Seaweed is a colloquial term that loosely embraces about 10,000 species of water plants. While all seaweeds are algae, not all algae are seaweeds – as one would assume from the name, seaweed only grows in salt water. Seaweeds need light to drive photosynthesis and most require a firm attachment point or holdfast, so they commonly proliferate on rocky shorelines or in rock pools. They are categorised by colour; green seaweed grows at the shallowest point, brown grows at depths of up to 75 ft, while red grows the deepest, up to 880 ft below sea level in clear waters. All come in different shapes and sizes, from the tiny to the gigantic, waving delicate fronds, grassy strands, spikes, mosses, tubes, tangles, berry-like air bladders and ferns.
The name is an unfair misnomer. On land, we use the term ‘weed’ to refer to unwanted invaders growing in competition with and often to the detriment of cultivated plants. Not so with seaweed, which is an essential part of the underwater environment, providing food and a habitat for marine creatures. Many varieties come packed with a wealth of nutrients, minerals and health benefits, which have been used in medical, culinary, agricultural and beauty concoctions for centuries.

(Data)
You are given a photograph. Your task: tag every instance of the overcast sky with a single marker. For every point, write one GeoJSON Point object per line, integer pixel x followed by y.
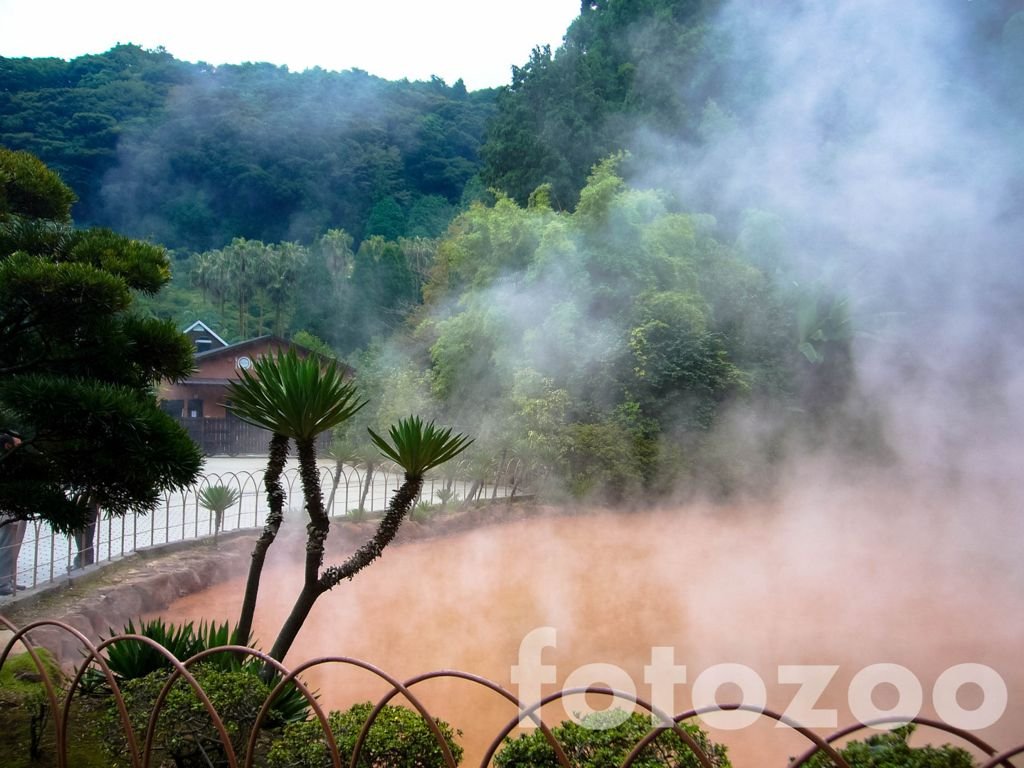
{"type": "Point", "coordinates": [477, 40]}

(Exercise requirements)
1. For each statement, answer yes or no according to the seaweed passage, and quote the words of the passage that decide it.
(a) Brown seaweed grows at greater depths than red seaweed.
(b) Seaweed grows only in salt water.
(c) Most seaweeds need something firm to attach to.
2. Write a continuation of the seaweed passage, picking up after its final sentence.
The data have nothing to do with the seaweed passage.

(Task-by-task outputs)
1.
(a) No: "red grows the deepest, up to 880 ft below sea level in clear waters"
(b) Yes: "seaweed only grows in salt water"
(c) Yes: "most require a firm attachment point or holdfast"

2.
Though used extensively by the ancient Egyptians, Greeks and Romans for the treatment of different ailments, seaweed is most closely associated with the culinary cultures of Japan and China, where it has long formed a central part of the cuisine. Notably, Japan’s Okinawa people, who eat it daily, are the longest living population in the world.
Dermatologists agree that seaweed is an extremely effective skincare ingredient, containing potent antioxidants. Sea kelp is thought to be a powerful catalyst for skin and scalp renewal thanks to its natural ability to regenerate at a ludicrously high rate – up to two feet a day.
Unsurprisingly seaweed is mostly collected and consumed by coastal people, particularly in East Asia, where farming is a multimillion-pound industry. Indonesia and the Philippines are the biggest producers, estimated to produce 11 million tonnes each per year. It is also consumed on a much smaller scale in the West, including in Ireland, Scotland and South West England, where it remains an indelible part of the seaside experience.